[[ PAGE EXCERPT open ]]

Combination Therapy for Patients with Type 2 Diabetes: Repaglinide in Combination with Metformin

Robert G Moses


Expert Rev Endocrinol Metab. 2010;5(3):331-342. 

In This Article

Abstract and Introduction


In patients with Type 2 diabetes mellitus (T2DM), adequate glycemic control is a critical factor in reducing long-term micro- and macro-vascular complications. Traditionally, the approach is to initiate monotherapy first, followed by combination therapy that targets two main defects in T2DM. Repaglinide, a rapidly acting insulin secretagog, stimulates insulin secretion via closure of ATP-dependent potassium channels on the cell membrane of β-cells. Repaglinide is ideally used at mealtime to reduce postprandial glucose levels, thus lowering the 24-h blood glucose profile and improving HbA1c levels. Metformin is an insulin sensitizer that effectively acts against insulin resistance, one of the predominant metabolic defects in T2DM. A combination of repaglinide and metformin is indicated as an adjunct to diet and exercise to improve glycemic control in adults with T2DM. When monotherapy with oral antidiabetic agents fails, combination therapy with repaglinide plus metformin has been demonstrated to be safe and effective in the treatment of T2DM.

[[ PAGE EXCERPT closed ]]

● WHAT THIS TASK INVOLVES
Set down everything from "Combination Therapy for" down to "Rev Endocrinol Metab. 2010;5(3):331-342." in the repaglinide and metformin abstract, with each word as it appears there.

[[ DATASET EXTRACT open ]]

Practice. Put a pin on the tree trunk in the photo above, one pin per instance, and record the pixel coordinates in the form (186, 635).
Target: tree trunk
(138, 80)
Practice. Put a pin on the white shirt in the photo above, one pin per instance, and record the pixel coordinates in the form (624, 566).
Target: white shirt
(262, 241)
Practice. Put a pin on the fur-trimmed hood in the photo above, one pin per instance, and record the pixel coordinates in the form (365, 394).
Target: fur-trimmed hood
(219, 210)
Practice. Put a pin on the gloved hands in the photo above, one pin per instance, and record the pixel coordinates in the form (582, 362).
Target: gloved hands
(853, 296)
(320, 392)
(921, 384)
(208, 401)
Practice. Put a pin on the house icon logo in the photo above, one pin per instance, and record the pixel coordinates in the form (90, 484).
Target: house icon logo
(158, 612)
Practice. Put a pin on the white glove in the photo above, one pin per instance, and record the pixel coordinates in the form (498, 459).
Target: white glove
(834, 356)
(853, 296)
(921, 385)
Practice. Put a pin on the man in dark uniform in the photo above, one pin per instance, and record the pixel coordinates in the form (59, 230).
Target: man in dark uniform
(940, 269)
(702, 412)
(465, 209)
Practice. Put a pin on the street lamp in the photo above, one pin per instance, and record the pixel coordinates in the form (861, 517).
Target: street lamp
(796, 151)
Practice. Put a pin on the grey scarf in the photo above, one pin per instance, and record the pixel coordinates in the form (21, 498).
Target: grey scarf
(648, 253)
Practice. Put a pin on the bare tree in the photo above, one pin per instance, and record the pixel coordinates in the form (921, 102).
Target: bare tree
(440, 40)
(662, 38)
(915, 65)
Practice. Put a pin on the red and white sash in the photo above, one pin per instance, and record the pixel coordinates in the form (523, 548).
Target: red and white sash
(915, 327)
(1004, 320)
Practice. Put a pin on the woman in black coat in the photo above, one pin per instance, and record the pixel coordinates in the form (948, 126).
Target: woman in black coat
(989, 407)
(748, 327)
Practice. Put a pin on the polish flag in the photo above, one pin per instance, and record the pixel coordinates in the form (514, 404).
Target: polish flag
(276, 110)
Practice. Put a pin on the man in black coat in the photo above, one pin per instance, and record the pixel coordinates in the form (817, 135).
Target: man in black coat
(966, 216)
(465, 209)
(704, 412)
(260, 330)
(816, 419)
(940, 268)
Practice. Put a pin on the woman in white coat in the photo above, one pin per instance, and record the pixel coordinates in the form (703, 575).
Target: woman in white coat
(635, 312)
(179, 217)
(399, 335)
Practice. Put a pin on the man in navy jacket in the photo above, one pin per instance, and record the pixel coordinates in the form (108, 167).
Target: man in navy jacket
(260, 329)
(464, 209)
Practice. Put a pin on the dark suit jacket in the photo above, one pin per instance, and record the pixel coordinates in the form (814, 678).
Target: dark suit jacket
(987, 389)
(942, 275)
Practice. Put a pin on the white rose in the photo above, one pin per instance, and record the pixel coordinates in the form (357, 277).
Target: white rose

[[ DATASET EXTRACT closed ]]

● WRITTEN ANSWER
Combination Therapy for Patients with Type 2 Diabetes: Repaglinide in Combination with Metformin

Robert G Moses


Expert Rev Endocrinol Metab. 2010;5(3):331-342.